◆ Aim ◆
According to the article below about Mark Wahlberg's former Beverly Hills home, how much did Don Rufus Hankey pay for the house in 2018?
--- START OF Source extract ---
The actor sold the 9,000-square-foot house, which he remodeled, for $10.3 million in 2013

By LIBERTINA BRANDT
Fri, Nov 18, 2022 10:07amGrey Clock 2 min

The former home of actor Mark Wahlberg in Beverly Hills, Calif., is hitting the market for $28.5 million.

The seller is Don Rufus Hankey, founder of the real-estate development company Knight Development Group and son of the auto-services mogul Don Hankey. The younger Mr. Hankey said he bought the house in 2018 for $12.4 million.

Mr. Wahlberg bought the property through a trust in 2001 for nearly $5 million and remodelled it. The “Departed” actor sold it in 2013 for $10.3 million, according to public records.

The main house on the roughly 1.7-acre property was built around 1984. It measures approximately 9,000 square feet with five bedrooms. The property also contains a two-bedroom guesthouse, an outdoor sports court, a putting green, an outdoor kitchen, and a pool with a grotto and waterslide. A roughly 2,900-square-foot, detached gym with a boxing ring dates back to Mr. Wahlberg’s time.

“It had a lot of land, it was a nice house, and it had some special amenities you don’t see in many houses,” Mr. Hankey said. His wife, Skye Hankey, a real-estate agent with Premier Realty Services, is the listing agent on the property along with Myles Lewis of Compass.
--- END OF Source extract ---
--- START OF Data section ---
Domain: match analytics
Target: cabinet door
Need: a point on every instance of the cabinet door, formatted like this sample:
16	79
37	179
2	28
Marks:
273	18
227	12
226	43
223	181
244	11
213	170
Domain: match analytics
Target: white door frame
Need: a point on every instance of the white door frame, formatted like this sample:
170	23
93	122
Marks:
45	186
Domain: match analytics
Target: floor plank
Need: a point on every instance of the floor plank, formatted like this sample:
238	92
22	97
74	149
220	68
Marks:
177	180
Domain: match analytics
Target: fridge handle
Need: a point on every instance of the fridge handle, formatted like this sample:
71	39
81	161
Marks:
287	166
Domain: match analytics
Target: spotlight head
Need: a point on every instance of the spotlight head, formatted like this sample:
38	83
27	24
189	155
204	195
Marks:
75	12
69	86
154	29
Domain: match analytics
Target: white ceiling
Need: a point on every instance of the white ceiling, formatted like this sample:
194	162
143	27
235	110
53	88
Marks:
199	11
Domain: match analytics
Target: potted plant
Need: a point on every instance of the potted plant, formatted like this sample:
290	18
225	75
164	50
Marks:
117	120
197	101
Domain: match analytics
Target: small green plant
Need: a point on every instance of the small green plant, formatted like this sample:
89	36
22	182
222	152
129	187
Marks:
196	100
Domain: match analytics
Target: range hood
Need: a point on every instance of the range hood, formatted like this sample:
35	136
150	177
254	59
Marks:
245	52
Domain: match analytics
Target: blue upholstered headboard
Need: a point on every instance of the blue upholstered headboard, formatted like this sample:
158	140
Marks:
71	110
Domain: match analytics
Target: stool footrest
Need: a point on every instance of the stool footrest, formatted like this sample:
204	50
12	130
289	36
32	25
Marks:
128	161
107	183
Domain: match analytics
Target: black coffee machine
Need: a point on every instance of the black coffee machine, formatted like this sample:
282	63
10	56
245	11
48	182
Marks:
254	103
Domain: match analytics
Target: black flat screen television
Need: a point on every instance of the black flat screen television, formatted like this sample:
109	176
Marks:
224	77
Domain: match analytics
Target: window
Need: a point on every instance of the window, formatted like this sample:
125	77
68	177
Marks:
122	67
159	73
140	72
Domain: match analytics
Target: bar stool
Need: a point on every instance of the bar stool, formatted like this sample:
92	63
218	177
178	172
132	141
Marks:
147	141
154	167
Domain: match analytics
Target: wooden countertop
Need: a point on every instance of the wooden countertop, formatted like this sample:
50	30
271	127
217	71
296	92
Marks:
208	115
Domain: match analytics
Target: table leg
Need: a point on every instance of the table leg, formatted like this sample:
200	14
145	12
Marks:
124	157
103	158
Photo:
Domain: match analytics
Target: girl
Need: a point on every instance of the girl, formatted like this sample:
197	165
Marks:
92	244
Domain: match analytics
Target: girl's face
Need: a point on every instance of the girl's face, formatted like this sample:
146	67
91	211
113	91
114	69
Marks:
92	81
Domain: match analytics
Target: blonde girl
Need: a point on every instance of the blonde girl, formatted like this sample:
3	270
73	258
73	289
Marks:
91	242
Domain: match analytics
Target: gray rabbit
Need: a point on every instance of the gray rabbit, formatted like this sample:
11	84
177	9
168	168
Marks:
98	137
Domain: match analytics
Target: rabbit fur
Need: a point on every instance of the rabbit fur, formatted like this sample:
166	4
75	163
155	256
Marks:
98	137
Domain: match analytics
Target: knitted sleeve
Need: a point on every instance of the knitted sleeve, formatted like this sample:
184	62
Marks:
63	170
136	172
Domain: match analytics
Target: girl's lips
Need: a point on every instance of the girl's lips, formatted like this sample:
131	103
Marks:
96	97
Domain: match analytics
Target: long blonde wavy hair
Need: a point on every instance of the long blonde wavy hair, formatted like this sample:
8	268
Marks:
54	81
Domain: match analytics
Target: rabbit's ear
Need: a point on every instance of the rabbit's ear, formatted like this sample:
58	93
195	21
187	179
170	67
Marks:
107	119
--- END OF Data section ---
◆ Finished exercise ◆
$12.4 million.